◆ TASK GOAL
Copy every one of the records below with "endpoint" replaced by "service" and no other changes.

-- Begin INFORMATION SHOWN --

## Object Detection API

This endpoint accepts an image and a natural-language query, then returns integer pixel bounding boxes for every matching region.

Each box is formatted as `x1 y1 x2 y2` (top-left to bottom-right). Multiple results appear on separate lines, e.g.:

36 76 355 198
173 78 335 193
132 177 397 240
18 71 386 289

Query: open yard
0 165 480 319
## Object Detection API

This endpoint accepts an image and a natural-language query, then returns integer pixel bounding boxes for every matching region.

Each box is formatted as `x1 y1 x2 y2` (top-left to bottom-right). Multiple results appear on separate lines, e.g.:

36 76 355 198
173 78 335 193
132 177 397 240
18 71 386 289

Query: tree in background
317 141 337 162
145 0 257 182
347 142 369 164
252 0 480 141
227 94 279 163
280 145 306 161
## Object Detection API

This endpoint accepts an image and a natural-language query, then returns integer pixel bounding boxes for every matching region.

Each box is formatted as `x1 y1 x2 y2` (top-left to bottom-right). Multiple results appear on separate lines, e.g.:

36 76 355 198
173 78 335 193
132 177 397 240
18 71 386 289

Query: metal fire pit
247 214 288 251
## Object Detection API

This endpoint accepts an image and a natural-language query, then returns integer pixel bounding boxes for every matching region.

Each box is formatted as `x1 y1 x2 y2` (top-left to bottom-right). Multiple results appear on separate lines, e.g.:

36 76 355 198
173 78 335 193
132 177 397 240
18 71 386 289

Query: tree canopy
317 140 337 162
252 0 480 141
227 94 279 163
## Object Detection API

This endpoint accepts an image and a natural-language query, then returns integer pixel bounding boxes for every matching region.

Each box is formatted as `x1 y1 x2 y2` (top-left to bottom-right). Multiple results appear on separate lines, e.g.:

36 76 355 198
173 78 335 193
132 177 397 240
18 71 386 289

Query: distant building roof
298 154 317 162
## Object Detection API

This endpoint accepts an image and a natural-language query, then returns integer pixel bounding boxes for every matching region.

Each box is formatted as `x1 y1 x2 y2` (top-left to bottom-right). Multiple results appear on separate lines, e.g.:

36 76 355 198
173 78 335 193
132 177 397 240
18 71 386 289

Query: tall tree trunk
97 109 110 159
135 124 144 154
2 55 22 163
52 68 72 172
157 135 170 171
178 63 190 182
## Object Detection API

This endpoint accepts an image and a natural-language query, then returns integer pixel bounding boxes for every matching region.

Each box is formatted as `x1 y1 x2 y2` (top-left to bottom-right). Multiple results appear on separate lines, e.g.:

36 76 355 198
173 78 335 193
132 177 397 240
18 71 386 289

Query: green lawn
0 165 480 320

-- End INFORMATION SHOWN --

◆ RESULT OF THE TASK
## Object Detection API

This service accepts an image and a natural-language query, then returns integer pixel bounding boxes for every matching region.

Each box is formatted as `x1 y1 x2 y2` (top-left to bottom-right). Multiple results appear on separate lines, e.g.:

36 76 355 198
173 78 335 193
132 177 397 240
18 71 386 289

Query: open yard
0 165 480 319
## Object Detection API

This service accepts an image and a natural-language query, then returns integer pixel bounding boxes for every matching region.

Each box is formatted as `x1 y1 x2 y2` (top-left to bottom-right). Multiple results appear on separate lines, e.g.:

36 76 355 198
173 78 335 193
132 177 397 240
18 71 386 289

Query: tree in background
317 141 337 162
145 0 257 182
347 142 369 164
252 0 480 141
227 94 279 163
280 145 306 161
## Object Detection API

This service accepts an image and a natural-language query, then returns integer pixel bounding boxes for every matching region.

Each box is formatted as `x1 y1 x2 y2` (top-left to bottom-right). Multiple results appear on separate lines, e.g.:

36 76 355 198
173 78 335 193
132 177 397 240
18 71 386 289

Query: metal fire pit
247 214 288 251
## Object Detection API

This service accepts an image and a natural-language query, then returns integer pixel bounding boxes for every matching region.

Each box is formatted as `x1 y1 x2 y2` (top-left to bottom-right). Multiple results appear on separate lines, e.g.:

36 76 355 198
173 78 335 193
132 177 397 240
18 71 386 289

Query: tree canopy
317 140 337 162
252 0 480 141
227 94 279 163
## Object Detection API

This service accepts an image and a natural-language query, then returns integer pixel bounding boxes for every matching region.

Each box is formatted as `x1 y1 x2 y2` (top-left to bottom-right). Multiple results appear on separate lines, e.g.:

36 76 355 198
173 78 335 193
132 177 397 240
18 71 386 289

Query: distant building roof
298 154 317 162
## Object Detection API

This service accepts an image and a natural-language query, then returns integer pixel bounding boxes for every matching region.

Each box is formatted as `x1 y1 x2 y2` (top-left to bottom-right). Multiple results appear on separate lines, e.g.:

36 76 355 198
173 78 335 193
132 177 397 240
18 71 386 289

Query: tall tree trunk
97 109 110 159
135 124 144 154
2 55 22 163
52 68 72 172
157 135 170 171
178 63 190 182
## Object Detection API

This service accepts an image and a natural-language query, then returns integer pixel bounding boxes for every matching region.

Each box is formatted as `x1 y1 x2 y2` (top-left to bottom-right). Multiple results appear on separate lines, e.g.:

36 76 355 198
173 78 335 193
132 177 397 240
18 71 386 289

Query: green lawn
0 165 480 320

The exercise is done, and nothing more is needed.